Providence Roller Derby
- Metro area: Providence, Rhode Island
- Country: United States
- Founded: 2004
- Teams: Rhode Island Riveters (A team) Providence B (B team)
- Track type: Flat
- Venue: Thayer Arena
- Affiliations: WFTDA
- Org. type: non-profit (member-managed)
- Website: providencerollerderby.com

= Providence Roller Derby =

Roller derby league

Providence Roller Derby (PRD) is a women's flat track roller derby league based in Providence, Rhode Island. Founded in 2004 as the first all-female flat-track roller derby league in New England, Providence is a founding member of the Women's Flat Track Derby Association (WFTDA).

==History==
Sarah Kingan, using the derby name "Sarah Doom", a Brown University alumna, established Providence Roller Derby in 2004. She originally trained with Tucson Roller Derby while on an internship in Tucson, Arizona. After moving back to New England, she started the league in Providence. Skaters were recruited and trained for over a year before creating teams and public bouting. Kingan soon left Providence to pursue a doctorate at Harvard University and shortly thereafter helped found the Boston Derby Dames.

Information provided:

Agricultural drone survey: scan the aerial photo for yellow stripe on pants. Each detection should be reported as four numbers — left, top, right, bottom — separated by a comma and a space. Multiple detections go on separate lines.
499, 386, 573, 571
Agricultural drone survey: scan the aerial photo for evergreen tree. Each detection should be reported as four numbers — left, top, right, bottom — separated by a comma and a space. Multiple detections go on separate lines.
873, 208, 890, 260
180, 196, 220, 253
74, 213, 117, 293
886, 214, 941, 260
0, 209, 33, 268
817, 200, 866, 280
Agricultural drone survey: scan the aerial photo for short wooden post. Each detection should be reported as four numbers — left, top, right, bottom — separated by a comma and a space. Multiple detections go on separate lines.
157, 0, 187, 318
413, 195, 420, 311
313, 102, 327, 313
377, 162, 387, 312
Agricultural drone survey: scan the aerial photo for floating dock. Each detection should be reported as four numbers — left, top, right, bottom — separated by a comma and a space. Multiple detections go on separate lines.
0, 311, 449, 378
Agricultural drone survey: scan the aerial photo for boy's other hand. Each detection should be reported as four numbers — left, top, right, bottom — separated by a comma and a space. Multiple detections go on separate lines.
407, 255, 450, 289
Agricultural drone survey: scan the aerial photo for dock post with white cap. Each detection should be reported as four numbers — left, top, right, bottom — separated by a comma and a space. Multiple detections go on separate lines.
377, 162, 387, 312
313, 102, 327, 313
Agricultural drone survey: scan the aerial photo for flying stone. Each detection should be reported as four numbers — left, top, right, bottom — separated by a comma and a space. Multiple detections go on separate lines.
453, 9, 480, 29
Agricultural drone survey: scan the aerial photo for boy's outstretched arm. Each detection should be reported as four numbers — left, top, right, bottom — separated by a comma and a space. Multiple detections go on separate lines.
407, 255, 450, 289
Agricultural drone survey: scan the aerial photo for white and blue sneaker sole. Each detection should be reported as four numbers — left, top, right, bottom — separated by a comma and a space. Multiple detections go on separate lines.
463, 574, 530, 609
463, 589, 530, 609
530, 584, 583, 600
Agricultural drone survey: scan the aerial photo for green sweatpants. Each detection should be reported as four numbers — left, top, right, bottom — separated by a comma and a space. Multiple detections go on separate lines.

Objective: Reproduce the entire Providence Roller Derby text word for word, from its opening line to its last sentence. The rows were taken from a different source than the Providence Roller Derby text.

Result of this exercise:
Providence Roller Derby
- Metro area: Providence, Rhode Island
- Country: United States
- Founded: 2004
- Teams: Rhode Island Riveters (A team) Providence B (B team)
- Track type: Flat
- Venue: Thayer Arena
- Affiliations: WFTDA
- Org. type: non-profit (member-managed)
- Website: providencerollerderby.com

= Providence Roller Derby =

Roller derby league

Providence Roller Derby (PRD) is a women's flat track roller derby league based in Providence, Rhode Island. Founded in 2004 as the first all-female flat-track roller derby league in New England, Providence is a founding member of the Women's Flat Track Derby Association (WFTDA).

==History==
Sarah Kingan, using the derby name "Sarah Doom", a Brown University alumna, established Providence Roller Derby in 2004. She originally trained with Tucson Roller Derby while on an internship in Tucson, Arizona. After moving back to New England, she started the league in Providence. Skaters were recruited and trained for over a year before creating teams and public bouting. Kingan soon left Providence to pursue a doctorate at Harvard University and shortly thereafter helped found the Boston Derby Dames.